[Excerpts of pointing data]
[Begin]

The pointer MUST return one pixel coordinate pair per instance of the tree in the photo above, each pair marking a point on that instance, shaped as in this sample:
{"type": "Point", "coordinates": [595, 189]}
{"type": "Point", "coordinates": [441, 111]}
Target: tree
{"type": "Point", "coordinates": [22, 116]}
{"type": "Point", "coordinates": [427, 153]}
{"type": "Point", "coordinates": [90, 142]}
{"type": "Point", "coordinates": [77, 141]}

[End]

Can you copy all of the lines above word for word, keeping every character unchanged?

The pointer MUST return one pixel coordinate pair per instance of the tree in the photo above, each pair marking a point on that instance, shaped as in this sample:
{"type": "Point", "coordinates": [595, 189]}
{"type": "Point", "coordinates": [441, 111]}
Target: tree
{"type": "Point", "coordinates": [22, 116]}
{"type": "Point", "coordinates": [427, 153]}
{"type": "Point", "coordinates": [90, 142]}
{"type": "Point", "coordinates": [77, 141]}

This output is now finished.